# Exercises to complete
(a) In the text on relationship and communication, how much time does the average American couple spend each week in real communication?
(b) Render this sentence from the text on relationship and communication into Spanish: "We tend to trust our eyes more than our ears."
(c) Carry on the text on relationship and communication, picking up right after its final sentence.

# Document text
------------------------------------------------------------------------
Relationship and Communication
What is “relationship?”
1 : the state of being related or interrelated <studied the relationship between the variables>
2 : the relation connecting or binding participants in a relationship: as a : KINSHIP b : a specific instance or type of kinship
3 a : a state of affairs existing between those having relations or dealings <had a good relationship with his family> b : a romantic or passionate attachment
It is the manner in which we interact with the other person. A large part of how we interact is through communication. It is impossible to not communicate, therefore we must be careful what/how we communicate.
Studies show that the average American couple spends less than 30 minutes each week in real communication.
What is communication?
There are verbal means, such as speaking or singing, and nonverbal, physical means, such as body language, sign language, paralanguage, touch or eye contact.
Communication happens at many levels (even for one single interaction), in many different ways, and for all beings, and some machines
Amos 3:3 Can two walk together, except they be agreed?
You cannot go through life as a couple without being in agreement and communicating.
“No one would talk much in society if they knew how often they misunderstood others.” - Johann Wolfgang Von Goethe
During the transmitting of the message, two processes will be received by the receiver: content and context. Content is the actual words or symbols of the message which is known as language - the spoken and written words combined into phrases that make grammatical and semantic sense. We all use and interpret the meanings of words differently, so even simple messages can be misunderstood.
Context is the way the message is delivered and is known as Paralanguage - it includes the tone of voice, the look in the sender's eye's, body language, hand gestures, and state of emotions (anger, fear, uncertainty, confidence, etc.) that can be detected.
We tend to trust our eyes more than our ears. – Your actions speak so loud that I cannot hear what you are saying.
“Nothing is so simple that it cannot be misunderstood.” - Freeman Teague, Jr.
Focusing on ourselves, rather than the other person is what usually leads to confusion and conflict in a relationship. This also expresses a lack of real love.
Listening is a selective activity which involves the reception and the interpretation of aural stimuli. It involves decoding the sound into meaning.
It requires that the listener attends to the words and the feelings of the sender for understanding.
It takes the same amount or more energy than speaking. It requires the receiver to hear the various messages, understand the meaning, and then verify the meaning by offering feedback.
Phillipians 2:3 Let nothing be done through strife or vainglory; but in lowliness of mind let each esteem other better than themselves.
“Without knowing the force of words it is impossible to know men." - Confucius
To deliver the full impact of a message, we use nonverbal behaviors to raise the channel of interpersonal communication:
Poor communication destroys relationship!
Does it seem as though you can never have a discussion with your spouse or friend without arguing? Have you ever taken the time to consider what lies beneath the surface of your arguments? Poor communication can wear down the relationship to the place where there is no motivation to keep it strong.
------------------------------------------------------------------------
# Record set

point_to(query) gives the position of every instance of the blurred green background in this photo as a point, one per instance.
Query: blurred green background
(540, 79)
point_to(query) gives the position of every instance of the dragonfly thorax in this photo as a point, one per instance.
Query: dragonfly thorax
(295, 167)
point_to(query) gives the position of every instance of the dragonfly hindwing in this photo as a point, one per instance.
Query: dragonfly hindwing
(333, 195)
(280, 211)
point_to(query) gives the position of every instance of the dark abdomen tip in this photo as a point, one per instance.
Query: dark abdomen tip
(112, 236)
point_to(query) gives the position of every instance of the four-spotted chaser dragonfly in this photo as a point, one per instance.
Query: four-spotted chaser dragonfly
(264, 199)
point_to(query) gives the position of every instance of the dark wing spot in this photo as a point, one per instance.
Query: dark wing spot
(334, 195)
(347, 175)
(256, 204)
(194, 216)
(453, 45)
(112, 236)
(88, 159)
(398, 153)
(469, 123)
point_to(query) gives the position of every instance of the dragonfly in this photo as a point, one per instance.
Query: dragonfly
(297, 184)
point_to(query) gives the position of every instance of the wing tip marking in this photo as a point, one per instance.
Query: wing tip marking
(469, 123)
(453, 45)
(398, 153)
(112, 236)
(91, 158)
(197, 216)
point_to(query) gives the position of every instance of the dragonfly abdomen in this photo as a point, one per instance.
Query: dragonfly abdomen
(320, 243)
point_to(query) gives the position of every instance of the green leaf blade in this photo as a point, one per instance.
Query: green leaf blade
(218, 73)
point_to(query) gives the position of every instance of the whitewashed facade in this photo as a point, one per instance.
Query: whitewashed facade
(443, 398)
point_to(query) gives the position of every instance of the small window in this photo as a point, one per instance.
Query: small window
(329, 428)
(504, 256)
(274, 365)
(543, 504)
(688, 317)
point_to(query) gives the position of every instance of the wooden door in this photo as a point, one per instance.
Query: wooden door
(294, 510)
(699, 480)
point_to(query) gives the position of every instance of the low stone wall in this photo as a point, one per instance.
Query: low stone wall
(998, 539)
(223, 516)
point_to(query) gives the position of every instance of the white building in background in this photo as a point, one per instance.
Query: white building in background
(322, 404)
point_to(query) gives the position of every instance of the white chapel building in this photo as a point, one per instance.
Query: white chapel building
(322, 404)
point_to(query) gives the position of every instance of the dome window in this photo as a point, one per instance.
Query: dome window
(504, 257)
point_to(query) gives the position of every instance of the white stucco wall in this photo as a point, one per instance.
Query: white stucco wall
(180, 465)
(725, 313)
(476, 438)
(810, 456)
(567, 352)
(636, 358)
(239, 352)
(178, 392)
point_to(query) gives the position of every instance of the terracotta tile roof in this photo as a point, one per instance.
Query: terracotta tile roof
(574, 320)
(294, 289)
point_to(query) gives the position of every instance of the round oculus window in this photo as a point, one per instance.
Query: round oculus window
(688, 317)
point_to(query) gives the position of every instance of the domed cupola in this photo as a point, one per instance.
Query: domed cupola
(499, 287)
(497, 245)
------------------------------------------------------------------------
# Answers per task
(a) Less than 30 minutes.

(b) Tendemos a confiar más en nuestros ojos que en nuestros oídos.

(c)
Song of Solomon 2:15 Take (hold back, bar) us the foxes, the little foxes, that spoil (pervert) the vines: for our vines have tender grapes.
Relationship experts have identified four main relational "little foxes" that creep into and destroy relationships.
Good communication skills are an expression of love. On the other hand, a lack of good communication skills usually indicates that one does NOT know how to truly love.
The first "little fox" is Withdrawal. One does this by becoming silent or one spouse closes the other person out after an argument starts. For example, statements like: "End of discussion; it's over."
Always set up a time to continue the discussion if you have to end it without an agreement.
James 1:19 Wherefore, my beloved brethren, let every man be swift to hear, slow to speak, slow to wrath:
1 Thes. 5:17 Pray without ceasing.
1 Cor. 13: 5 Doth not behave itself unseemly, seeketh not her own, is not easily provoked, thinketh no evil;
The second "little fox" is Escalation. This is when a person starts defending or trying to win an argument. Here, he or she volleys back and forth with shame and defensive statements. Statements like: "It's your fault that he talks to me like that, you're a great example!" dominate the discussion.
Usually the result of a poor self image and especially a “need to be right.”
1 Cor. 13:5 Doth not behave itself unseemly, seeketh not her own, is not easily provoked, thinketh no evil;
Eph. 5:21 Submitting yourselves one to another in the fear of God.
The third "little fox" is Belittling. Here, one mate accuses the other of being "dumb" or "stupid" in his or her thinking or feelings. Somehow, one person is trying to belittle the other and prove that he or she is better than the other is. With this little fox come statements like: "That's the dumbest statement I've ever heard" or even name calling.
Name calling has been found to be the best predictor of divorce.
Ephesians 4:29 Let no corrupt communication proceed out of your mouth, but that which is good to the use of edifying, that it may minister grace unto the hearers.
Philippians 2:3 Let nothing be done through strife or vainglory; but in lowliness of mind let each esteem other better than themselves.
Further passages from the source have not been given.